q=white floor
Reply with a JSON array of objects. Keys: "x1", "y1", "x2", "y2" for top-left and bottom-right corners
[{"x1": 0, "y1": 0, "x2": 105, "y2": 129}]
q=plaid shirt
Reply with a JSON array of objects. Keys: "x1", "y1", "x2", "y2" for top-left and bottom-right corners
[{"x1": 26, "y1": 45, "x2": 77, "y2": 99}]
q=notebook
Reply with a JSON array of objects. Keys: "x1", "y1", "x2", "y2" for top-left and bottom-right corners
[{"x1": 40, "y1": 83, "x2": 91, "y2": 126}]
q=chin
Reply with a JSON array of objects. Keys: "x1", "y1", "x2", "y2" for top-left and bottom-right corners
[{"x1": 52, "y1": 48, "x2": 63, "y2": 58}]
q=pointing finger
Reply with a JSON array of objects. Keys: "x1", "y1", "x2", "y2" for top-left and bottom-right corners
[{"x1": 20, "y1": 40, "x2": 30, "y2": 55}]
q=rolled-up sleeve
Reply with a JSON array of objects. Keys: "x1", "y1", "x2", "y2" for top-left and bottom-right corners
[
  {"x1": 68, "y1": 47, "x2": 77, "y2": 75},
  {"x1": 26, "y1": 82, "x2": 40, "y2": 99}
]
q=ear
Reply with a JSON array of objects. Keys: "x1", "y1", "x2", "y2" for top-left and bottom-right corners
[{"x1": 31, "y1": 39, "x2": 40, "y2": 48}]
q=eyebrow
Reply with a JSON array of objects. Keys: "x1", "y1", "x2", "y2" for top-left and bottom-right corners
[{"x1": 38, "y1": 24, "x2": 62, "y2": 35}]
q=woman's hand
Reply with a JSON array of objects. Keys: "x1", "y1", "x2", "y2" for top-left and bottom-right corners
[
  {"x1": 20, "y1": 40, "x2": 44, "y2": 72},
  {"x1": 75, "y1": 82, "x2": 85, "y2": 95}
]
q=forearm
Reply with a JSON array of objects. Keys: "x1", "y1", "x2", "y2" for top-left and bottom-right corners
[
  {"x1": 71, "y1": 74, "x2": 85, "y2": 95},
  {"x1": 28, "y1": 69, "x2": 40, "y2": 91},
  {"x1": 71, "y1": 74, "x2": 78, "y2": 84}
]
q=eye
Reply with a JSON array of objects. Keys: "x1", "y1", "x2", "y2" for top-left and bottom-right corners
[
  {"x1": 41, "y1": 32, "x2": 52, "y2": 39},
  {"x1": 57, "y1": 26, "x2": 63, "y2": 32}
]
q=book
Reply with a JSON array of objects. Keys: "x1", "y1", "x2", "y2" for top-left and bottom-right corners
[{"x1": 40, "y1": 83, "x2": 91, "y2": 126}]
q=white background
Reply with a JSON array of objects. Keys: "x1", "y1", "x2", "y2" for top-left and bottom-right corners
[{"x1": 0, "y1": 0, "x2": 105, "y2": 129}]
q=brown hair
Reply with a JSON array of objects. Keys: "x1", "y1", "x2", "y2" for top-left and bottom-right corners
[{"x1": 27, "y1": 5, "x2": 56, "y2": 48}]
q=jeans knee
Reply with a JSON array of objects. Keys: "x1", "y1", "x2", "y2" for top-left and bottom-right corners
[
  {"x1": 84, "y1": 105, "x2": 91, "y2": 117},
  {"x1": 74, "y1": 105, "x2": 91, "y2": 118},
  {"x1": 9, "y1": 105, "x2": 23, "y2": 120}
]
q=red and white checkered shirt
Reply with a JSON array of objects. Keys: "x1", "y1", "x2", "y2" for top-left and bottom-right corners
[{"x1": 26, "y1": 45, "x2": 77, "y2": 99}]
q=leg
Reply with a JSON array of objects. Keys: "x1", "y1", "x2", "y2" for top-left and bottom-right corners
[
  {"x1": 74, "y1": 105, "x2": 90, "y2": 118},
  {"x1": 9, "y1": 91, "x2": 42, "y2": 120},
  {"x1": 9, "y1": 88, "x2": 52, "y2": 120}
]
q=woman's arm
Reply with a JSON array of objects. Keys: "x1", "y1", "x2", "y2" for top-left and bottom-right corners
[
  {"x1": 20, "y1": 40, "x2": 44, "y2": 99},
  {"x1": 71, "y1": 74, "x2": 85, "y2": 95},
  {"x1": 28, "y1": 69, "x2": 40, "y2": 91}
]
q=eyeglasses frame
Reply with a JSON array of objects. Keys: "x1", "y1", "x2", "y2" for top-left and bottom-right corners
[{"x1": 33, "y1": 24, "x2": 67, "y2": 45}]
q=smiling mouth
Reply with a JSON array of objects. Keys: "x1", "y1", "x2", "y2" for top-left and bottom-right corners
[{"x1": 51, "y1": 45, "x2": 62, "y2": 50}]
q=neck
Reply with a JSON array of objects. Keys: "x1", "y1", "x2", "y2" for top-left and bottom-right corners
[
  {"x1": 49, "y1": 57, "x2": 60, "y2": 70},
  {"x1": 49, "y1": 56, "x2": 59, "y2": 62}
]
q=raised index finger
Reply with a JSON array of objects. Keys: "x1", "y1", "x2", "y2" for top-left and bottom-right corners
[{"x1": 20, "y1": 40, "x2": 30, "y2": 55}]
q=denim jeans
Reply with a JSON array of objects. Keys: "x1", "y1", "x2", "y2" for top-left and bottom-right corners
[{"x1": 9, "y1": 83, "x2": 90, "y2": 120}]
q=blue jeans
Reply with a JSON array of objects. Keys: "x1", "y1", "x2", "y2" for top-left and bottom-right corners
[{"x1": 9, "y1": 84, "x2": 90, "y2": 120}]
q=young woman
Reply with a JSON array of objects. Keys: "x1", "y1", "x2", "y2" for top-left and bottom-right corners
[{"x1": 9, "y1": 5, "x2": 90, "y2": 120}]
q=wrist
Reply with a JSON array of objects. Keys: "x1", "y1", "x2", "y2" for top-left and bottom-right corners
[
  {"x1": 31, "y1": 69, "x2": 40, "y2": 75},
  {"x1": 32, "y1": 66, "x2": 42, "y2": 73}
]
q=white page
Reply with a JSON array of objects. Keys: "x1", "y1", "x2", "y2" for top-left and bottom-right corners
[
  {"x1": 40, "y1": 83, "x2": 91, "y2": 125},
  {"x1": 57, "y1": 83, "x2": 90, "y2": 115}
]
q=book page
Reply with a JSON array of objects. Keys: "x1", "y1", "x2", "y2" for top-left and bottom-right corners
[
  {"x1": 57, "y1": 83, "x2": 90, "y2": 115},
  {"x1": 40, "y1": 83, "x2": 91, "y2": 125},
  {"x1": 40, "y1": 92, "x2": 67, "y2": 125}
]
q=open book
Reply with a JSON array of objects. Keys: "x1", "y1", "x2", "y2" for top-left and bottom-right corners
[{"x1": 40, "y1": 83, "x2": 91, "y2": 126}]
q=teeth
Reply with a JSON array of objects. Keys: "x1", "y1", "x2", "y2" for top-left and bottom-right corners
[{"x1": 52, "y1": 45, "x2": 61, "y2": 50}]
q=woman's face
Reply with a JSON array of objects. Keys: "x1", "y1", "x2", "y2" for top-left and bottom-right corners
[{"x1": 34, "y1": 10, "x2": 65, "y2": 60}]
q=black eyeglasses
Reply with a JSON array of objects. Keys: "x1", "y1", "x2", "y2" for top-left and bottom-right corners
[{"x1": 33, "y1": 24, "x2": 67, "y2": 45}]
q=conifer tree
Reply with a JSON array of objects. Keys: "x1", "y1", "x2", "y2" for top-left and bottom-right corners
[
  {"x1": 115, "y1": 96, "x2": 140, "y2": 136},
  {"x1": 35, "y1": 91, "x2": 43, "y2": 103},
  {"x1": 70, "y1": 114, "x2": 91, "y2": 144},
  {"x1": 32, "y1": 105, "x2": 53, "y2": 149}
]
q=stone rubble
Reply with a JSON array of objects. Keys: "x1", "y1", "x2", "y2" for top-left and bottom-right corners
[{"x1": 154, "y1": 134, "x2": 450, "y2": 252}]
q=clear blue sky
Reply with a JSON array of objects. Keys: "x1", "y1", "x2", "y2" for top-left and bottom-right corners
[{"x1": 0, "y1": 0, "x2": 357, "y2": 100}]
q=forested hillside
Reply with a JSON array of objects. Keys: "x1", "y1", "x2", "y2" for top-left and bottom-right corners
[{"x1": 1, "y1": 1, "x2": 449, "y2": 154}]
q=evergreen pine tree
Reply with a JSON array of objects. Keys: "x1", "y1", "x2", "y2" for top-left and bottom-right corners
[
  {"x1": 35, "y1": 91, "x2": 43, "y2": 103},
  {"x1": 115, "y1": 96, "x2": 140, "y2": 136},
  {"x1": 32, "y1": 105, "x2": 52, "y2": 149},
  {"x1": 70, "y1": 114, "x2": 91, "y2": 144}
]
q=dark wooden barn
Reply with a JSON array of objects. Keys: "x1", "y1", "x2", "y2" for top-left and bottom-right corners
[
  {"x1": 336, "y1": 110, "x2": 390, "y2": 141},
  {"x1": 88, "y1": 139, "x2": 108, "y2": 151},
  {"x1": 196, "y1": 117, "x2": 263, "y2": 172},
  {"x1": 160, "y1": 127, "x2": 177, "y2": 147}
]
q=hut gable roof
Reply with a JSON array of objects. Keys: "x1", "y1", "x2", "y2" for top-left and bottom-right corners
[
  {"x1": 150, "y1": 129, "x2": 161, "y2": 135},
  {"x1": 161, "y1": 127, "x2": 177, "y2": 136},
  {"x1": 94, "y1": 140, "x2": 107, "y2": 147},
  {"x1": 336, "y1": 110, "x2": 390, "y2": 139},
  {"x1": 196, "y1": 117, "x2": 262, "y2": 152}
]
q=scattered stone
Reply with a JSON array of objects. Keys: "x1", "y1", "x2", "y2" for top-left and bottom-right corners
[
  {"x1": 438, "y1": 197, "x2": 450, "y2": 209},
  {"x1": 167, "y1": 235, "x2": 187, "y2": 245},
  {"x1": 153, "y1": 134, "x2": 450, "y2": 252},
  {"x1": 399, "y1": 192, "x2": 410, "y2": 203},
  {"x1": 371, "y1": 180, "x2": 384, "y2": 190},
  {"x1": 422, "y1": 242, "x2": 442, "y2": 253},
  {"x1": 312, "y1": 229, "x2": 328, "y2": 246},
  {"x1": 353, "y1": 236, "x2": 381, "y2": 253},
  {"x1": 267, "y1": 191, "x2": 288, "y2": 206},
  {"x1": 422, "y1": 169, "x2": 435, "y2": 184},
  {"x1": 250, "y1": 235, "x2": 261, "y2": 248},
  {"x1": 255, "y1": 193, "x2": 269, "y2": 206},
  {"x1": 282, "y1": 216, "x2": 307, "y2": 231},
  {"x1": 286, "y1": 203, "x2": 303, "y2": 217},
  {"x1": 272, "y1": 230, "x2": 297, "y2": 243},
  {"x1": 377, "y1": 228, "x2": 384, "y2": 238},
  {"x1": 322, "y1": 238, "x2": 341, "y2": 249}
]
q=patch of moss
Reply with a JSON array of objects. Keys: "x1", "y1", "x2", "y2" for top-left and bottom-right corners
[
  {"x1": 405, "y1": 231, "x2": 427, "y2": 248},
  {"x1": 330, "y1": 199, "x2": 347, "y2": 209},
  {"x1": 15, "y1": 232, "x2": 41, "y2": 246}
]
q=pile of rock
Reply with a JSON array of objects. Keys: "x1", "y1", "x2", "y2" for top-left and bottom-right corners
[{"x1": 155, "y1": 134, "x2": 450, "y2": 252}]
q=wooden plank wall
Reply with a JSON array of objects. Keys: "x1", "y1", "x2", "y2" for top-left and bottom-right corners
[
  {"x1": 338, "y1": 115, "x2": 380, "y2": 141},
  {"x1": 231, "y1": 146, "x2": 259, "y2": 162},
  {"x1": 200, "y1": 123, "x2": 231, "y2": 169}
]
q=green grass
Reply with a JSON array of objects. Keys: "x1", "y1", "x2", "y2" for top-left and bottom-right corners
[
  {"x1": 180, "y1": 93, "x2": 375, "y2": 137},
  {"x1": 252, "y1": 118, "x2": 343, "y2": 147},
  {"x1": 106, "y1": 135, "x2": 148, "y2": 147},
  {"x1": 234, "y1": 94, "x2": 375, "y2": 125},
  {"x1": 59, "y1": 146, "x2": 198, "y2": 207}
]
───
Exercise
Taking the records above as input, show every line in which the word "shirt" is present.

Exercise answer
q=plaid shirt
q=red and white checkered shirt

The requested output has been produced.